INPUT DATA start

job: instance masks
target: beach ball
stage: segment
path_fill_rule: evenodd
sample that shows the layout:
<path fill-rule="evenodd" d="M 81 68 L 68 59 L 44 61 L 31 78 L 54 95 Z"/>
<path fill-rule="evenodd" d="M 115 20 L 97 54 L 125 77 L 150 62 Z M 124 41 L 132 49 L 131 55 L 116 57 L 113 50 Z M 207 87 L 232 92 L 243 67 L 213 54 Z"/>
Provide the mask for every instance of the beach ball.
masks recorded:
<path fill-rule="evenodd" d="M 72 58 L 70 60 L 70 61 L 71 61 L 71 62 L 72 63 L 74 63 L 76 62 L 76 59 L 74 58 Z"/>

INPUT DATA end

- STATED TASK
List, in full, each line of the records above that contains the string "evenodd".

- RESPONSE TO THE EXERCISE
path_fill_rule: evenodd
<path fill-rule="evenodd" d="M 81 68 L 68 59 L 44 61 L 31 78 L 54 95 Z"/>
<path fill-rule="evenodd" d="M 115 20 L 97 54 L 125 77 L 150 62 Z M 124 41 L 132 49 L 131 55 L 116 57 L 113 50 Z M 207 87 L 232 92 L 243 67 L 213 54 Z"/>
<path fill-rule="evenodd" d="M 72 58 L 70 60 L 70 61 L 71 61 L 71 62 L 72 63 L 74 63 L 76 62 L 76 59 L 74 58 Z"/>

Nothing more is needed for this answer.